-- The exercise --
Reproduce verbatim the lines of the listing below, starting at the line that contains "Each instance of the building facade moulding" and ending at the final line of the listing.

-- Raw data --
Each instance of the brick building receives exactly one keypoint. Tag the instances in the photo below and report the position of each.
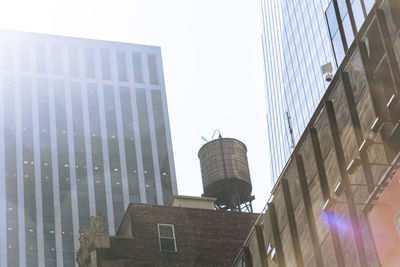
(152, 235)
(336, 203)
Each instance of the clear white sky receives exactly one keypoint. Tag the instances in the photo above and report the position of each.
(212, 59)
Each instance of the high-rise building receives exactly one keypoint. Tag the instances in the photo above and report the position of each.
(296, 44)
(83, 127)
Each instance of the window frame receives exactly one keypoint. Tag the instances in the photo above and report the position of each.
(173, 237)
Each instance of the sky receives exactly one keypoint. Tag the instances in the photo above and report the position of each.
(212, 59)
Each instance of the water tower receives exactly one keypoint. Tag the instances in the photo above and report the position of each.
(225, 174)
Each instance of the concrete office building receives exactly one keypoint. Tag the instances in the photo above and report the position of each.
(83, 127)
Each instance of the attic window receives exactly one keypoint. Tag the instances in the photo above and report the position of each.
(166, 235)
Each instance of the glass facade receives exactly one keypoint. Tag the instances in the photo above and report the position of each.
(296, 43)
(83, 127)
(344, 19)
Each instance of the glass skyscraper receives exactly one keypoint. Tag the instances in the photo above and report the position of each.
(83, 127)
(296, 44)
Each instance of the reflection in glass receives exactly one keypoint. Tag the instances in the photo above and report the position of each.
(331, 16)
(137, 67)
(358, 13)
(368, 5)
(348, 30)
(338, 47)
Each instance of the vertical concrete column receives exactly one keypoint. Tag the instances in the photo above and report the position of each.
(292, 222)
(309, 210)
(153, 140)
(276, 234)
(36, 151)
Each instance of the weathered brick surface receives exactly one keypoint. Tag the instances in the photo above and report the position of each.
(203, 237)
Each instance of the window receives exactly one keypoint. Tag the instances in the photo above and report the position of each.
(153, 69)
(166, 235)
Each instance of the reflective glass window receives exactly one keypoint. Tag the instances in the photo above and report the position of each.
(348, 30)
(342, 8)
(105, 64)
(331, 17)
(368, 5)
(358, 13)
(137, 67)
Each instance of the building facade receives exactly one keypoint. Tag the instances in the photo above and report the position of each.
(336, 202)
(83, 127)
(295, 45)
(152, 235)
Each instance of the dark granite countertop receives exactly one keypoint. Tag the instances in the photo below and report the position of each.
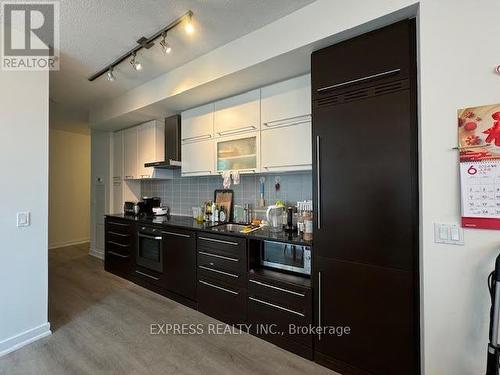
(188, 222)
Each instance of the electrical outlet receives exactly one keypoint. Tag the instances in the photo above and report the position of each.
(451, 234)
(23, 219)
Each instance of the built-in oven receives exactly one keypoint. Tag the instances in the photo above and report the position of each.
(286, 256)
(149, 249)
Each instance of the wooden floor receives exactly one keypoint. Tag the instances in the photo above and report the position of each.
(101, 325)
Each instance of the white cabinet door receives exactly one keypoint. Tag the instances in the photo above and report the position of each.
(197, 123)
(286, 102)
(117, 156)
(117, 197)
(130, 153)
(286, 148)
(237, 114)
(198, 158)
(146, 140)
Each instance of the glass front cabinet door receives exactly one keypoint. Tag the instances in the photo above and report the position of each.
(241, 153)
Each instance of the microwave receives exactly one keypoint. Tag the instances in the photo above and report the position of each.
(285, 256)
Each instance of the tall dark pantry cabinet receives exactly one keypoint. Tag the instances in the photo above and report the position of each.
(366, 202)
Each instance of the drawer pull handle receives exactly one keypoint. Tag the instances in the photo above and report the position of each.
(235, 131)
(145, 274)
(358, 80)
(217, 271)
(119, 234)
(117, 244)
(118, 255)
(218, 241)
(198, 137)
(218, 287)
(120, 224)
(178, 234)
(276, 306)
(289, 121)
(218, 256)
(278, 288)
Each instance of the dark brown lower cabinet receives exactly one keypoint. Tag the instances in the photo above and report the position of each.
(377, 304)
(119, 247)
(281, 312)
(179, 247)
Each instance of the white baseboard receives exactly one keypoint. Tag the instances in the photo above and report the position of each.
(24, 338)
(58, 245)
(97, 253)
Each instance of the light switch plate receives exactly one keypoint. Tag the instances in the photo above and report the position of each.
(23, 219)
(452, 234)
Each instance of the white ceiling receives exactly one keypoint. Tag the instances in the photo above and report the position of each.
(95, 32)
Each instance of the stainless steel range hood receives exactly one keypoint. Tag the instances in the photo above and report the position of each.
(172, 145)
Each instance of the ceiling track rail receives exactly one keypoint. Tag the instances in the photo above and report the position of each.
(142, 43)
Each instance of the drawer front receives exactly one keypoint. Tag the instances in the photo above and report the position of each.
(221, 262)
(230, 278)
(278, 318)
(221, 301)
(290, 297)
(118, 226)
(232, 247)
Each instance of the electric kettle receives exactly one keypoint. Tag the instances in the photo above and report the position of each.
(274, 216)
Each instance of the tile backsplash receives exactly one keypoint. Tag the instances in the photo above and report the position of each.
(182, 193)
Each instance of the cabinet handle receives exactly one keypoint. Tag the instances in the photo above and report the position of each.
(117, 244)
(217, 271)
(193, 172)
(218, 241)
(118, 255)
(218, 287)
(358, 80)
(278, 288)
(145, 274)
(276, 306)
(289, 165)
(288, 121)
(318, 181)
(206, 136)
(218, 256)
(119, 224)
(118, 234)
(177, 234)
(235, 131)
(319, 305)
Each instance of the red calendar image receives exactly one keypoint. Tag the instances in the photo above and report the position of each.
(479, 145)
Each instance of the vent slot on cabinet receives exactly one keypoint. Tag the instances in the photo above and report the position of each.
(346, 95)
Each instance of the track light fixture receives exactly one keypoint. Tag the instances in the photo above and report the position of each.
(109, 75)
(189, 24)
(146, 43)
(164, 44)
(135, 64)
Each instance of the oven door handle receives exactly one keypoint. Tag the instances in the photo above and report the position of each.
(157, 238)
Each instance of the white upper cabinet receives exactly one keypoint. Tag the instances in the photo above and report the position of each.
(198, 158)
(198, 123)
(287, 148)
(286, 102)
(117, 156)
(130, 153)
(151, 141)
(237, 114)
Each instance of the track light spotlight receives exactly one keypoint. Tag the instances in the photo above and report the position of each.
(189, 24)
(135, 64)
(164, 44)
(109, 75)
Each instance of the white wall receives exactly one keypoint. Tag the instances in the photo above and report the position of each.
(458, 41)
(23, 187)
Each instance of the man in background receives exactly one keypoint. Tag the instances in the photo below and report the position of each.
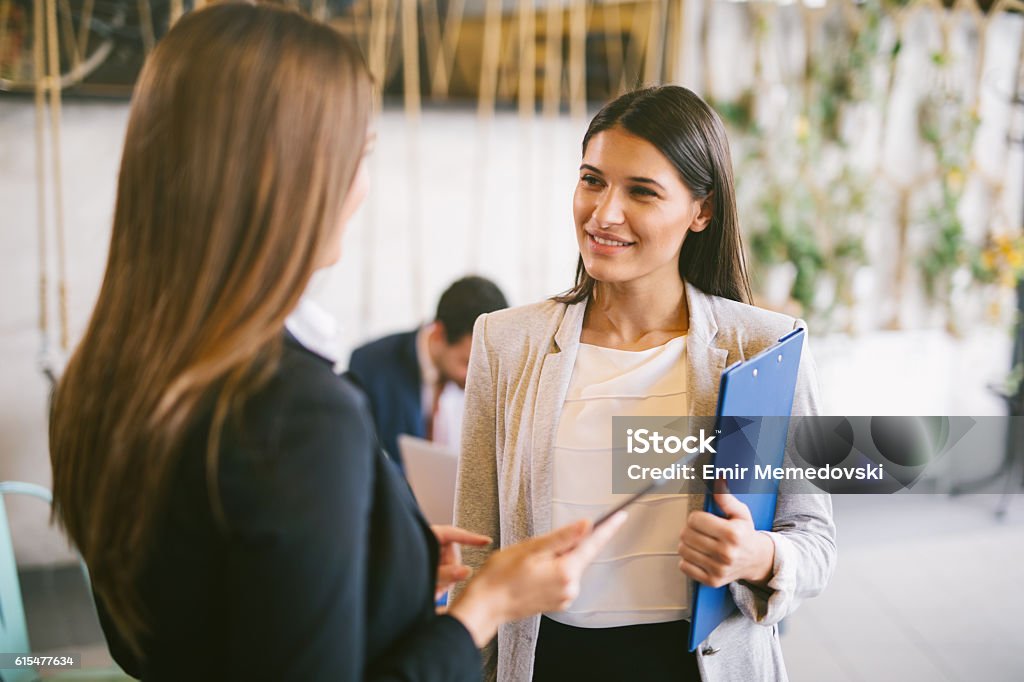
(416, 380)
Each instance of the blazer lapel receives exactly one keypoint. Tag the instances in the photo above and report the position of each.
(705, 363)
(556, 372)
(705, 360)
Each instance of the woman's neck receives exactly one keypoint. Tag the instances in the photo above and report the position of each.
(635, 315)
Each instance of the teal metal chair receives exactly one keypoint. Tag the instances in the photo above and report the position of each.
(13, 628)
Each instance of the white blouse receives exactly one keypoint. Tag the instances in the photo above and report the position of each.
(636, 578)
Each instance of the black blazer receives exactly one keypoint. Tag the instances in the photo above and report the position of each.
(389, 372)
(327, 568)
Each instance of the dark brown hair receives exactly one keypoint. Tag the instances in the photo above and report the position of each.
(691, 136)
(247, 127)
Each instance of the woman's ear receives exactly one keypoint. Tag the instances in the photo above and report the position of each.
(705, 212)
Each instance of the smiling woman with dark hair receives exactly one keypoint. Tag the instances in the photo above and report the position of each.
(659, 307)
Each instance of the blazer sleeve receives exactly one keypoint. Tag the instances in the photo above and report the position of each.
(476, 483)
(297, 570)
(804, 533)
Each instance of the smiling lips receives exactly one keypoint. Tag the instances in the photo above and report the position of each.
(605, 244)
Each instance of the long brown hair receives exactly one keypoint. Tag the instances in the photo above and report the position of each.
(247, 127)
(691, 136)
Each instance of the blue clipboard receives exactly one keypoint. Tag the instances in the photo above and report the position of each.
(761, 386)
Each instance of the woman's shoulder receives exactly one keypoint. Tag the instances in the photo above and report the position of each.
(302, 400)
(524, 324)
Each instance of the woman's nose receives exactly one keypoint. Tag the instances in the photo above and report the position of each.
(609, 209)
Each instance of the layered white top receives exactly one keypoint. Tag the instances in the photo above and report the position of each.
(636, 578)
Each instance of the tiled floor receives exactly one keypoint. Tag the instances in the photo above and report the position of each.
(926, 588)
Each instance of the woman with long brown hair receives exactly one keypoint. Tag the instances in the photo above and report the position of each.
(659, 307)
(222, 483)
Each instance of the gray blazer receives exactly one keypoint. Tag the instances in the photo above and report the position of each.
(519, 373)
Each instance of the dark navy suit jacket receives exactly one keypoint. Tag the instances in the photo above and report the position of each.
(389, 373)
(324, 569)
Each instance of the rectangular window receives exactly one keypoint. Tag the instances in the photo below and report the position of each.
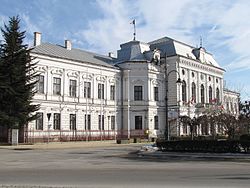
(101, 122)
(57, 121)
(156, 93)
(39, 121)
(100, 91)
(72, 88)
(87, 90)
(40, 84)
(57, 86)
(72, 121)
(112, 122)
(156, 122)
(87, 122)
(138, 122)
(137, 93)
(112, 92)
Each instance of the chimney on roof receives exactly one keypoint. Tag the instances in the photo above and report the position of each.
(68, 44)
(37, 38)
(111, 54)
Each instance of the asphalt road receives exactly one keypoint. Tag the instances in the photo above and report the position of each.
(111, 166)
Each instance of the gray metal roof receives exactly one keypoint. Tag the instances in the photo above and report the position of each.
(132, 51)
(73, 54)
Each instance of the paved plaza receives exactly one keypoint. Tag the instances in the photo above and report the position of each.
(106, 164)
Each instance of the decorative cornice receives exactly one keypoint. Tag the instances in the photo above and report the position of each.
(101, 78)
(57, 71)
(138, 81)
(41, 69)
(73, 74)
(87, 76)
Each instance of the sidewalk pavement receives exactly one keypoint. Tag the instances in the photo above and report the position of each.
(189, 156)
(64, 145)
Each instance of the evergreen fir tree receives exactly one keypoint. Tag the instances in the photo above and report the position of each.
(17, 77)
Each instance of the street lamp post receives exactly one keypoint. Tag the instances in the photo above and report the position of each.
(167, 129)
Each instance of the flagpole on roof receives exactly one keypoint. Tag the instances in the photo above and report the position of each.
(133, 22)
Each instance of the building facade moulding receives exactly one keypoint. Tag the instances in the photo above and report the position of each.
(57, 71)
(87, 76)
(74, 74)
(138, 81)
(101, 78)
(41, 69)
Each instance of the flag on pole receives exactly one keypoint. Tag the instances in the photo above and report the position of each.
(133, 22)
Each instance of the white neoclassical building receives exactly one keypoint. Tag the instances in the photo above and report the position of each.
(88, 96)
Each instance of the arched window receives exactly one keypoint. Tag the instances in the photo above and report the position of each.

-- Output below --
Each instance of the building facade moulding receives exactly one keypoint. Tag the instances in the photo above and report the position of each.
(57, 71)
(87, 76)
(74, 74)
(138, 81)
(101, 78)
(41, 69)
Each instance of the flag on pole receives exactly one keypoint. Tag the instances in the photo above and report the position of each.
(133, 22)
Each instance of the white neoclassical building receives exactly one keypoint. Tag the instances in the photo above and report the position of each.
(88, 96)
Each instance of the arched window receives exactly one keypoint. Tag the instances in the photo above and report the position of each.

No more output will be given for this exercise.